Problem requirements:
Report how many lines of the records below contain the word "washing", giving only the number.

Extracted data entries:
============

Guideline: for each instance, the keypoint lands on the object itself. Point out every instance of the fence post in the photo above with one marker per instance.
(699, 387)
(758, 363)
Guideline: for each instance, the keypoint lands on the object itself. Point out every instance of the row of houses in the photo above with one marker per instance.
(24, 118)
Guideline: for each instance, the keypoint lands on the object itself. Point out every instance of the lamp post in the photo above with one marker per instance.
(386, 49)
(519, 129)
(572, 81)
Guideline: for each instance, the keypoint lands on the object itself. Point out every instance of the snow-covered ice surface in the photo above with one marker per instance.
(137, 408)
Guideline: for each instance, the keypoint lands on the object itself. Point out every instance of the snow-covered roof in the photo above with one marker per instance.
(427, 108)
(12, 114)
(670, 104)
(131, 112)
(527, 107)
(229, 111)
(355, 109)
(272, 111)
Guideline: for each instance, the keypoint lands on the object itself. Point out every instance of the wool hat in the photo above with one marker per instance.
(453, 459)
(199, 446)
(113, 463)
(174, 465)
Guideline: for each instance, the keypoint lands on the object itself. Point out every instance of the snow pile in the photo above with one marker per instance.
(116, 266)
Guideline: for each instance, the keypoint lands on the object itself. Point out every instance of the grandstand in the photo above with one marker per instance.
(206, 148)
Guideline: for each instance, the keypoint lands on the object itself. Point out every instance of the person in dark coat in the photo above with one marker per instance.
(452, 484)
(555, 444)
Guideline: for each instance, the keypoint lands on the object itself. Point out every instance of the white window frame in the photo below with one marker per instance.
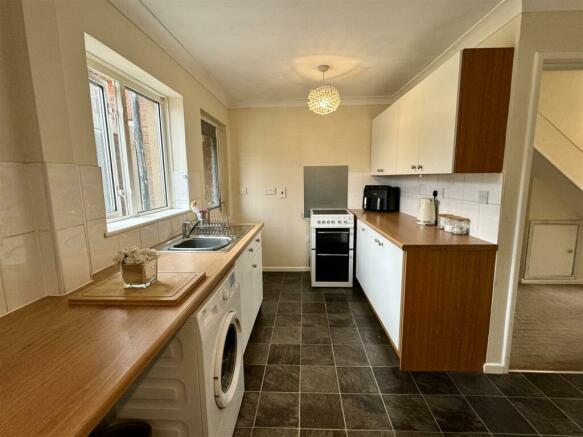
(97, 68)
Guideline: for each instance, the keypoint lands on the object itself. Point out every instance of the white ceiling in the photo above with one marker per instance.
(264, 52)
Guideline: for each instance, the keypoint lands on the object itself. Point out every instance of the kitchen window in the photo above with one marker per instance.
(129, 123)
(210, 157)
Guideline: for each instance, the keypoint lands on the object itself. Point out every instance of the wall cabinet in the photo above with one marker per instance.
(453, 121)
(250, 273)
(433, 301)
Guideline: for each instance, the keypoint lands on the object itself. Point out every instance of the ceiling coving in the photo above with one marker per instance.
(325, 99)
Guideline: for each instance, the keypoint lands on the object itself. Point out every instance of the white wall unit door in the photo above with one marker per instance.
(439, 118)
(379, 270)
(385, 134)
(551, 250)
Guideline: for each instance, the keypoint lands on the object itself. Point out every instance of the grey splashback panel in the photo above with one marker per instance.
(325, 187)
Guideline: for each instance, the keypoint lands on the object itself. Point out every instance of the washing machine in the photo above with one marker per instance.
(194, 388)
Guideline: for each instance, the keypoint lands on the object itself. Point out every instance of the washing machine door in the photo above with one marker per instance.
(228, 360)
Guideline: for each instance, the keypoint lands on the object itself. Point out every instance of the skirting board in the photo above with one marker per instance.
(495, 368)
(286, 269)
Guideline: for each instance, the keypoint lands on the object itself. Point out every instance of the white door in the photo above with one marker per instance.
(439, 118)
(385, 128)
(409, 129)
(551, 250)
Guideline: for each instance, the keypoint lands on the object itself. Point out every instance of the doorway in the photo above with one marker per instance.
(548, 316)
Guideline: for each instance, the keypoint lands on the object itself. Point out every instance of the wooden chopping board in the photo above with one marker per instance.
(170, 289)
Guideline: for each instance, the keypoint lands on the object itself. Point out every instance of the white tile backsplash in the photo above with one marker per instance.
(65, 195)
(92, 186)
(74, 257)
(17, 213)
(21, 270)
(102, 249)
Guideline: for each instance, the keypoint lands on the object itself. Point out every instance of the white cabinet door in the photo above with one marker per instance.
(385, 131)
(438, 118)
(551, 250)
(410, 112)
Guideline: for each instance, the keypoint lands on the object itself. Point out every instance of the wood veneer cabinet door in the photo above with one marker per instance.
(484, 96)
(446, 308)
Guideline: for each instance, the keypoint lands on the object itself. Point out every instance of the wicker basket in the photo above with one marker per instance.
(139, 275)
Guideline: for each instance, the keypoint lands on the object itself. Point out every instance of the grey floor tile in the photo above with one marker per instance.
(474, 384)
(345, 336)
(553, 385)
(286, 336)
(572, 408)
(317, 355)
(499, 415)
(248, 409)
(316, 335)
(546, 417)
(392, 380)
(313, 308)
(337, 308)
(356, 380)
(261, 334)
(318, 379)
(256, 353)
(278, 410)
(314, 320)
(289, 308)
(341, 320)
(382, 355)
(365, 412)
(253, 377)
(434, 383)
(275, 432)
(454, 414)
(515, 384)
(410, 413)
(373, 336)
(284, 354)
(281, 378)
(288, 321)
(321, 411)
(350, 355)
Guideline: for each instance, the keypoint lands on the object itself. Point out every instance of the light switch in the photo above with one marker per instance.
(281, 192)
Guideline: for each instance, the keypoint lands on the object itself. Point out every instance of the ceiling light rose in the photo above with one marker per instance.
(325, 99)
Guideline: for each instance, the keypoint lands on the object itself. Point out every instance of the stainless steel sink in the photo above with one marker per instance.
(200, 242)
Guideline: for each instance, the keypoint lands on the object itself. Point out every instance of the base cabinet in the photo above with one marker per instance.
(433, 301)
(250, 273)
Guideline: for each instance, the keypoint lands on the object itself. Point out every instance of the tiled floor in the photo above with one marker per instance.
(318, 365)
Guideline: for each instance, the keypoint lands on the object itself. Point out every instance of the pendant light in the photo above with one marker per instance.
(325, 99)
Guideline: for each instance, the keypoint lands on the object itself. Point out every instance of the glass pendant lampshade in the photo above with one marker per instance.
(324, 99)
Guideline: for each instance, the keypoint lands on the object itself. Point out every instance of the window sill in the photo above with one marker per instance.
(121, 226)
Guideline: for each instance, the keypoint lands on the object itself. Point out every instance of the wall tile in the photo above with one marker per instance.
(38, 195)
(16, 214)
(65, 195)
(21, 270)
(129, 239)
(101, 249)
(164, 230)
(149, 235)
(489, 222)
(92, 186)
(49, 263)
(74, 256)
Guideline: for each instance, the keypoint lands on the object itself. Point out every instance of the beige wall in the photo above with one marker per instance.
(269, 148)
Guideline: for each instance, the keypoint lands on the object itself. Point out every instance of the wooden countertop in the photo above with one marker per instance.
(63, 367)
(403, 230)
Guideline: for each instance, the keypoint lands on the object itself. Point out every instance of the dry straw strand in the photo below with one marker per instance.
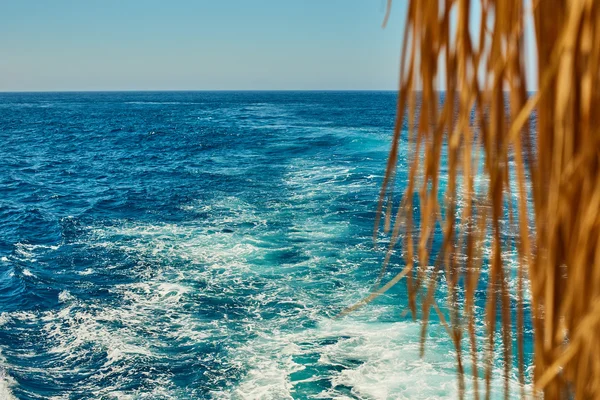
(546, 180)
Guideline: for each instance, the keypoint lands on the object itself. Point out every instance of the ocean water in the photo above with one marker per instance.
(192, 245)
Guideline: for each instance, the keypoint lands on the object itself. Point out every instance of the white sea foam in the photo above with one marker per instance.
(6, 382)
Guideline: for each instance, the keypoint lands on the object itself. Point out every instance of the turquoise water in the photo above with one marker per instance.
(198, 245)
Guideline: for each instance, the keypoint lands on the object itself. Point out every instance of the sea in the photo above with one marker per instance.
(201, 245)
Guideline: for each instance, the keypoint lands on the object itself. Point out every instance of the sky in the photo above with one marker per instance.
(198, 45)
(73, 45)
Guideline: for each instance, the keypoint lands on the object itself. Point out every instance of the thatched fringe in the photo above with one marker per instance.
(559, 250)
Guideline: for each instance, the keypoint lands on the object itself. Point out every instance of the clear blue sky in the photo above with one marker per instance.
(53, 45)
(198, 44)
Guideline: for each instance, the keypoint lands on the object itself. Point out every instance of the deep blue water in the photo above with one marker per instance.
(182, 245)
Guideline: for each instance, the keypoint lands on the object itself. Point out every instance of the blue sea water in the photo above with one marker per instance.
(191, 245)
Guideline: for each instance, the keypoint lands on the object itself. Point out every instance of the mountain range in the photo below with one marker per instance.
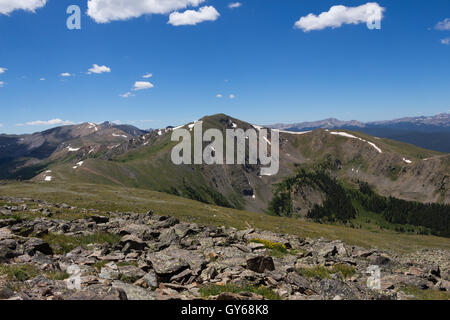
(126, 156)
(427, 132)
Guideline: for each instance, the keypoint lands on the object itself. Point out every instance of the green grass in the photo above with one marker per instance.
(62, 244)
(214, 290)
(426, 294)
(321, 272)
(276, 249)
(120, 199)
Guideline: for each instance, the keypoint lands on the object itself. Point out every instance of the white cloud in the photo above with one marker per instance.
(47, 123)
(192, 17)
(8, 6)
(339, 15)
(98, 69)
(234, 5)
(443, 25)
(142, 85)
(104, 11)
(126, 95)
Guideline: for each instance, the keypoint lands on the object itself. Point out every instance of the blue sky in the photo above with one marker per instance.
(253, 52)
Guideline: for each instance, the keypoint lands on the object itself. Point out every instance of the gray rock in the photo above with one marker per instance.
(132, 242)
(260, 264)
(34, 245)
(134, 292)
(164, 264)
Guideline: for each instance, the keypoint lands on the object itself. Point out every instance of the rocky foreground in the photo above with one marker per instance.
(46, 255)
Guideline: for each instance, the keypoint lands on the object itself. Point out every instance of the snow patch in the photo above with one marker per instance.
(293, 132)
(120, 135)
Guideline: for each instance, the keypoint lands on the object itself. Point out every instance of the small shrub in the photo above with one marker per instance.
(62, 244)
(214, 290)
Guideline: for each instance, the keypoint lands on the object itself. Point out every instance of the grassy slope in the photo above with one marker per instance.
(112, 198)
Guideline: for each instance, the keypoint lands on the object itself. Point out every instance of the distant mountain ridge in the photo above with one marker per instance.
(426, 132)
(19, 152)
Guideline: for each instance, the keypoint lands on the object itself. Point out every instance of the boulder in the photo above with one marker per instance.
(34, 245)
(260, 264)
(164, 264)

============

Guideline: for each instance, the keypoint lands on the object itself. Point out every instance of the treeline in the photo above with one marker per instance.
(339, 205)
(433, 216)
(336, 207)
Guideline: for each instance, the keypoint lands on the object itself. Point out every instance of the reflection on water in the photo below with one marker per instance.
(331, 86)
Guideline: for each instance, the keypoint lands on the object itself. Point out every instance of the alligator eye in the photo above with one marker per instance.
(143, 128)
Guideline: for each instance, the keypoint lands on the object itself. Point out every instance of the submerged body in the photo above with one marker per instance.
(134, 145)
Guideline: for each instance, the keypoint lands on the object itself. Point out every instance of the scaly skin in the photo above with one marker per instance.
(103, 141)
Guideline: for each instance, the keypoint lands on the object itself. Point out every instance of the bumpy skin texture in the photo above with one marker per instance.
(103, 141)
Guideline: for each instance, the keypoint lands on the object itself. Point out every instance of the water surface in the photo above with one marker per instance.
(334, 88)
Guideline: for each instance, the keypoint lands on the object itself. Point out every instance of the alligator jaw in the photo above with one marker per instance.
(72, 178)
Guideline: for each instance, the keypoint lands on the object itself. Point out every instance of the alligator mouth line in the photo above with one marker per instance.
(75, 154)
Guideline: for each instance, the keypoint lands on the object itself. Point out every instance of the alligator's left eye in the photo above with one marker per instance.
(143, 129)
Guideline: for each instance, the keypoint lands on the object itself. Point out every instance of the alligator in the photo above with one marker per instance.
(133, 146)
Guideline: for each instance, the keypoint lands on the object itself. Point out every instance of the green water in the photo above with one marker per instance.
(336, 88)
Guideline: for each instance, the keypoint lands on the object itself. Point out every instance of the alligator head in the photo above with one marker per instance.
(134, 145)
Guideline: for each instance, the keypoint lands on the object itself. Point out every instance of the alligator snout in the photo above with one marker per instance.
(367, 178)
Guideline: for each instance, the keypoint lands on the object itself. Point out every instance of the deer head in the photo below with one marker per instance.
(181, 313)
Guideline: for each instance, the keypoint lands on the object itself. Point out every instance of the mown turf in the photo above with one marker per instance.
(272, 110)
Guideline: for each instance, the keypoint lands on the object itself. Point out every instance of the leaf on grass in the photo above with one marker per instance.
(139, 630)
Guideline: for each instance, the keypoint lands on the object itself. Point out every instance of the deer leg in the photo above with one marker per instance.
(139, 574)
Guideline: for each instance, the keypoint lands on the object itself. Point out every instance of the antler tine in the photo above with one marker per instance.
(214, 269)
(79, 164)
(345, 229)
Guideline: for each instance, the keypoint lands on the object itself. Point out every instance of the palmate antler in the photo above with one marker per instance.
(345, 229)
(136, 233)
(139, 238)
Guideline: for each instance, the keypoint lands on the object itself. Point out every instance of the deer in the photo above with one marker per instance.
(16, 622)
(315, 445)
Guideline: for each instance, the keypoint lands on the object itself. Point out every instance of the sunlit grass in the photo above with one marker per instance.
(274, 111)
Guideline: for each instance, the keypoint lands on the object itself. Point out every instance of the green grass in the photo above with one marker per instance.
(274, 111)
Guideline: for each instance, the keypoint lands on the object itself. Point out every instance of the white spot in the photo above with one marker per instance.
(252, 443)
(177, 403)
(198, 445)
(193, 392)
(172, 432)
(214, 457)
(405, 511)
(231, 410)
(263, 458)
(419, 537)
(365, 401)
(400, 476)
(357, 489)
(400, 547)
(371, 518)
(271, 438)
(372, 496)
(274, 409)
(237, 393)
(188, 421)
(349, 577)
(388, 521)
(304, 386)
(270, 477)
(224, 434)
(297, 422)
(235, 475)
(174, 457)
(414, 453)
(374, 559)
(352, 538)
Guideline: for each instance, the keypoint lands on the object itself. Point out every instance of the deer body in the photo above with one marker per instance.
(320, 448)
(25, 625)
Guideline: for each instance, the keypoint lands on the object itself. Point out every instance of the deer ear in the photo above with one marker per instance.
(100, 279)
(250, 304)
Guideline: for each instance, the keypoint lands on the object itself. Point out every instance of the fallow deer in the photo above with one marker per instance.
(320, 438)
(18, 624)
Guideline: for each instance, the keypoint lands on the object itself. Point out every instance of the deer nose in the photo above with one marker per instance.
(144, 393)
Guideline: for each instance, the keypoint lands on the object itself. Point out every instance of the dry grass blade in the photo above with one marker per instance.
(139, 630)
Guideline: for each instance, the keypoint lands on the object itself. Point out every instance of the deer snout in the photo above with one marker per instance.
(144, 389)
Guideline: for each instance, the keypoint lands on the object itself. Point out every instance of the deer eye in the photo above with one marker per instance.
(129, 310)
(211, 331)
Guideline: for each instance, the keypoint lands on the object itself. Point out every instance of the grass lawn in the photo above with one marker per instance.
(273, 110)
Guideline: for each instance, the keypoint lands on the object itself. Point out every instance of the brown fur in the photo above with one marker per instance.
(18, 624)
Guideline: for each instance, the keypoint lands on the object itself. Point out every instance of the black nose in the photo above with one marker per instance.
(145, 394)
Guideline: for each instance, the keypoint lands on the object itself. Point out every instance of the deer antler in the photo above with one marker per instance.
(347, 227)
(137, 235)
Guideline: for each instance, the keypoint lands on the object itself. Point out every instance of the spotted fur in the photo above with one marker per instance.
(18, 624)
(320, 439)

============

Solution to this task:
2